Update the data below by replacing every occurrence of "stadium" with "arena" and leaving everything else unchanged. Omit the pictures from your answer.

Data section start

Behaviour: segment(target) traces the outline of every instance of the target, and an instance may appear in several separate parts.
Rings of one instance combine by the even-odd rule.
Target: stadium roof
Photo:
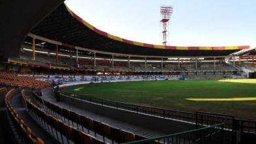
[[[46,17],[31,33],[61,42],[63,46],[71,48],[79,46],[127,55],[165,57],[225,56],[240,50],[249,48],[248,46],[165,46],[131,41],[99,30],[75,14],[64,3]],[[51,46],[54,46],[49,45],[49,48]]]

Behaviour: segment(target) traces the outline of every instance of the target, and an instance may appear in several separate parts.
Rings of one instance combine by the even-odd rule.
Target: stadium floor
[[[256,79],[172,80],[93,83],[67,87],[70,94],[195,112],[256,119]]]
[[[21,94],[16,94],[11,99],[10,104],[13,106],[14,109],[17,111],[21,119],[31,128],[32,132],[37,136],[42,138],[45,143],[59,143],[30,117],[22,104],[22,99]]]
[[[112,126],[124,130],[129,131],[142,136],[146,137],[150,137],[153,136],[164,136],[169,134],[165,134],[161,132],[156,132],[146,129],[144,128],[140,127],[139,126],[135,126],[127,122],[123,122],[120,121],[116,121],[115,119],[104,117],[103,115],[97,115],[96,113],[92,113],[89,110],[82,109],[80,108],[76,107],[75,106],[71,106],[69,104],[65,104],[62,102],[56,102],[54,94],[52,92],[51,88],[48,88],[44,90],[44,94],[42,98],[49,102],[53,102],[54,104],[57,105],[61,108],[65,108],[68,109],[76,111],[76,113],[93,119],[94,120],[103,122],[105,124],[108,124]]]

Data section end

**Solution for this task**
Behaviour: segment(target) traces the outline of every instance of the target, and an instance may appear in several separate parts.
Rings of one instance combine by the even-odd rule.
Target: arena roof
Photo:
[[[46,17],[31,33],[61,42],[63,46],[71,48],[79,46],[127,55],[165,57],[225,56],[240,50],[249,48],[248,46],[165,46],[131,41],[99,30],[75,14],[64,3]],[[51,46],[54,46],[49,45],[49,48]]]

Behaviour: segment(target) traces the outline of every instance of the target, and an instance may appear in several separate parts.
Rings of one instance combine by the even-odd rule.
Target: arena floor
[[[256,79],[172,80],[93,83],[67,87],[70,94],[195,112],[256,119]]]
[[[21,94],[16,94],[11,99],[10,104],[13,106],[14,109],[17,111],[21,119],[31,128],[32,132],[37,136],[42,138],[45,143],[59,143],[30,117],[22,104],[22,99]]]
[[[112,126],[124,130],[129,131],[142,136],[146,137],[150,137],[153,136],[164,136],[169,134],[165,134],[161,132],[156,132],[146,129],[144,128],[140,127],[139,126],[135,126],[127,122],[123,122],[120,121],[116,121],[115,119],[104,117],[103,115],[97,115],[96,113],[92,113],[89,110],[82,109],[80,108],[76,107],[75,106],[71,106],[69,104],[65,104],[62,102],[56,102],[54,94],[52,92],[51,88],[48,88],[44,90],[44,94],[42,98],[49,102],[53,102],[54,104],[57,105],[61,108],[65,108],[68,109],[76,111],[76,113],[93,119],[94,120],[103,122],[105,124],[108,124]]]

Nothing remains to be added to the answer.